次元圧縮(PCA,t-SNE,UMAP,VAE) 実装と可視化

初めに

以下4つの次元削減アルゴリズムをPythonで実行し、それぞれで2次元のグラフを作成してみます。
次元圧縮したデータはmnistになります。実装や可視化をしたい方の参考になれば幸いです。

• PCA(Principal Component Analysis:主成分分析)
• t-SNE(t-distributed Stochastic Neighbor Embedding)
• UMAP(Uniform Manifold Approximation and Projection)
• VAE(Variational Auto-Encoder)

共通の実行環境として以下のコードを実行してください。
後は使用したい手法のコードを実行していただけると同じような結果が出ると思います。

from tensorflow import keras
from tensorflow.keras import layers

import tensorflow as tf

import matplotlib.pyplot as plt
from scipy.stats import norm

import numpy as np

from matplotlib.cm import get_cmap
cmap = get_cmap("tab10")

PCA

#3分34秒
from sklearn.decomposition import PCA

(x_train, _), (x_test, y_test) = keras.datasets.mnist.load_data()
# normalize
x_train = x_train / 255
x_test = x_test / 255

# reshape
x_train = x_train.reshape(x_train.shape[0], -1)
x_test = x_test.reshape(x_test.shape[0], -1)

X_decomposed = PCA(n_components=2).fit_transform(x_test)

データ部:
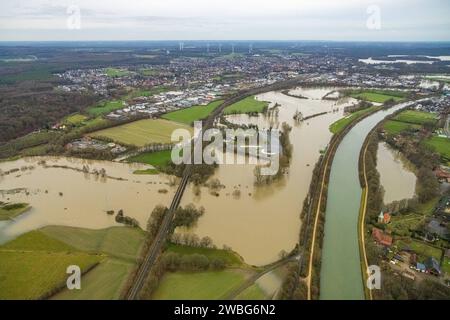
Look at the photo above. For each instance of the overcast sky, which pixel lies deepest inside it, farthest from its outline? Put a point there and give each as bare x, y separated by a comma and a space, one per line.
379, 20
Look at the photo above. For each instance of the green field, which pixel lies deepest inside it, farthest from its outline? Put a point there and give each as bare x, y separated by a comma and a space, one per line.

設問 1:
次元圧縮の記事で、次元圧縮の対象となったデータは何ですか。
設問 2:
次元圧縮の記事から、「以下4つの次元削減アルゴリズ」で始まり「Approximation and Projection)」に至るまでの部分を、一字も変えずに抜き出してください。
設問 3:
次元圧縮の記事を、示されている最後の行の後から書き継いでください。
データ部の各行は、本文とは別の出典から採られたものです。

解答 1:
mnistです。

解答 2:
以下4つの次元削減アルゴリズムをPythonで実行し、それぞれで2次元のグラフを作成してみます。
次元圧縮したデータはmnistになります。実装や可視化をしたい方の参考になれば幸いです。

• PCA(Principal Component Analysis:主成分分析)
• t-SNE(t-distributed Stochastic Neighbor Embedding)
• UMAP(Uniform Manifold Approximation and Projection)

解答 3:
fig, ax = plt.subplots(1, 1, figsize=(12, 8))
cmap = get_cmap("tab10")

for i, y in enumerate(y_test):
    marker = "$" + str(y) + "$"
    idx = i
    ax.scatter(X_decomposed[idx][0], X_decomposed[idx][1],marker=marker,color=cmap(y))
ax.set_title("PCA")
fig.savefig('./PCA.png')

t-SNE

#6分11秒
from sklearn.manifold import TSNE

(x_train, _), (x_test, y_test) = keras.datasets.mnist.load_data()

# normalize
x_train = x_train / 255
x_test = x_test / 255

# reshape
x_train = x_train.reshape(x_train.shape[0], -1)
x_test = x_test.reshape(x_test.shape[0], -1)

X_decomposed = TSNE(n_components=2).fit_transform(x_test)

fig, ax = plt.subplots(1, 1, figsize=(12, 8))
cmap = get_cmap("tab10")

for i, y in enumerate(y_test):
    marker = "$" + str(y) + "$"
    idx = i
    ax.scatter(X_decomposed[idx][0], X_decomposed[idx][1],marker=marker,color=cmap(y))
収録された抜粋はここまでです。